### The problem
In the forum thread on CA finish trouble, what does Gary Beasley wax his bushings with?

### Source text
# Trouble with CA finish



## Hydrohead (Jan 8, 2013)

Any trick to preventing the CA finish from gluing your bushings to the pen blank? Sometimes when I pull the bushings off it cracks the pen finish.


----------



## RusDemka (Jun 9, 2012)

Hydrohead said:


> Any trick to preventing the CA finish from gluing your bushings to the pen blank? Sometimes when I pull the bushings off it cracks the pen finish.


This is a common problem, i apply the ca without the bushings between centers..


----------



## keith long (Jan 25, 2013)

You can put a thin layer of boiled linseed oil on them, then apply your ca to the blanks


----------



## john lucas (Sep 18, 2007)

Apply a paste wax to your bushing before you ever start. I don't make many pens but started doing this from the very beginning and it seems to help.


----------



## robert421960 (Dec 9, 2010)

do what dema said and finish each between centers
i have been more careful with the finish near the ends


----------



## Burb (Nov 30, 2012)

RusDemka said:


> This is a common problem, i apply the ca without the bushings between centers..


So t clarify, after you finish sanding, you remove just the center bushing or all bushings? Do you put anything else in place for gaps? Thanks.

Mark


----------



## robert421960 (Dec 9, 2010)

Burb said:


> So t clarify, after you finish sanding, you remove just the center bushing or all bushings? Do you put anything else in place for gaps? Thanks.
> 
> Mark


dema uses 2 centers made of steel but i have a piece of wood i use in my chuck that is shaped like a cone then my live center on the other end


----------



## Gary Beasley (Jan 21, 2009)

I wax my bushings with carnauba, when removing them sometimes you need to take them and drop them on the end on the lathe bed to jar the CA loose. I rarely have the CA crack on me.


----------



## Burb (Nov 30, 2012)

robert421960 said:


> dema uses 2 centers made of steel but i have a piece of wood i use in my chuck that is shaped like a cone then my live center on the other end


Color me confused. I'm new at this. I use an adjustable pen mandrel. I use bushings on the outside of the blanks and one between them.

### Supplied material
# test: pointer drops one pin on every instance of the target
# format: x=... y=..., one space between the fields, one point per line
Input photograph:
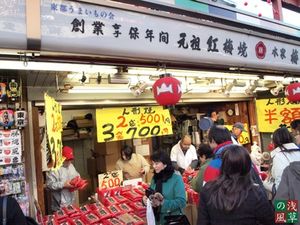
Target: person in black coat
x=14 y=213
x=233 y=198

### Answer to the exercise
Carnauba